ASSIGNMENT
Both ends included, set down the lines from the line containing "figure in tricorn" through the last line of the records below, without pictures.

EXERCISE INPUTS

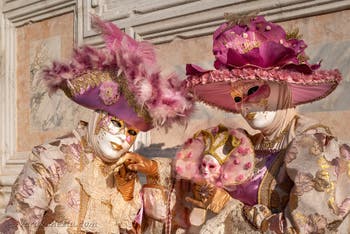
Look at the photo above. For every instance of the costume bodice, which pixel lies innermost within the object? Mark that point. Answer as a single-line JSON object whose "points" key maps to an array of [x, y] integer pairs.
{"points": [[248, 191]]}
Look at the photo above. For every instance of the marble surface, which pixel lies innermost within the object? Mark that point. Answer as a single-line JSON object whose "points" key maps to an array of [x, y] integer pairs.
{"points": [[328, 37], [40, 117]]}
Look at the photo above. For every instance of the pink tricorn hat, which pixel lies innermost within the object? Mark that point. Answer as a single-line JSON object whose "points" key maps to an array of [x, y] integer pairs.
{"points": [[255, 49], [122, 79]]}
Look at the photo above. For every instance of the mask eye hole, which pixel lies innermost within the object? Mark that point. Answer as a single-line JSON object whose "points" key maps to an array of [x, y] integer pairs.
{"points": [[237, 99], [252, 90], [132, 132], [116, 123]]}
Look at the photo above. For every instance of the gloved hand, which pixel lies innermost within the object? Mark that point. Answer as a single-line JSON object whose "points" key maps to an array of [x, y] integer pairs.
{"points": [[138, 163], [125, 182], [207, 196]]}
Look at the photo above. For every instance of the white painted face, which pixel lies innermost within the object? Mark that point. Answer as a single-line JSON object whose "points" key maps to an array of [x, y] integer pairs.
{"points": [[260, 120], [113, 137], [210, 168]]}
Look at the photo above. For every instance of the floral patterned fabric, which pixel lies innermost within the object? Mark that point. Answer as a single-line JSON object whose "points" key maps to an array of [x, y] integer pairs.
{"points": [[64, 188], [306, 189]]}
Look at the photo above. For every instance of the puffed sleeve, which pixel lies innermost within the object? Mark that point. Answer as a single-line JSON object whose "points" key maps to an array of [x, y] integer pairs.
{"points": [[320, 198], [30, 197]]}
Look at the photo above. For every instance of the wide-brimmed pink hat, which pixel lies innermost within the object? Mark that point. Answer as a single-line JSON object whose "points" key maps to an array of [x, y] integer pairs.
{"points": [[122, 79], [253, 50]]}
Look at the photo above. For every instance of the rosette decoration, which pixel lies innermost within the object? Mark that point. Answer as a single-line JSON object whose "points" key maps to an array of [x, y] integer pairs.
{"points": [[122, 79], [255, 49]]}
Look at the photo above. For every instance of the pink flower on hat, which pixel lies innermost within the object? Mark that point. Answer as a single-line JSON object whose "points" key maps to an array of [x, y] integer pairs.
{"points": [[109, 92]]}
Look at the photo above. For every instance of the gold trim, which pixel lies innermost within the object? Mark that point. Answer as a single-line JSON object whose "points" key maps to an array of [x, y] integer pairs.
{"points": [[130, 98], [84, 197]]}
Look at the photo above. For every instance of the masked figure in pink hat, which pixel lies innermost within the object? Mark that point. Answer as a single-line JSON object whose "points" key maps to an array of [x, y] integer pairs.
{"points": [[75, 184], [301, 179]]}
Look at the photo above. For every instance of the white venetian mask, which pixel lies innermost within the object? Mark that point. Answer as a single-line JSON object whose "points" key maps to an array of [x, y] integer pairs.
{"points": [[113, 138], [259, 120]]}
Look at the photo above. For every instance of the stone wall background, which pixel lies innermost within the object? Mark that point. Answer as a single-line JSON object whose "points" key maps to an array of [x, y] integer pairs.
{"points": [[35, 31]]}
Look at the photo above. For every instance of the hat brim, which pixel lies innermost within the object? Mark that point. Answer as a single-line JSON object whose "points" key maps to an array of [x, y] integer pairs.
{"points": [[120, 109], [213, 87]]}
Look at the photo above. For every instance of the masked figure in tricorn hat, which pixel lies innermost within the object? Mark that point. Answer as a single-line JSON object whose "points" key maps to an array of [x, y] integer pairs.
{"points": [[75, 184], [301, 181]]}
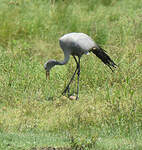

ANSWER BELOW
Look at the photo above. For every instance of the masked figure in tricorn hat, which pixel lies innermost within the object? Mark that point. Answer as a single-line JSON object whose "points" key maps to an array of [x, y] integer pairs.
{"points": [[75, 184], [301, 181]]}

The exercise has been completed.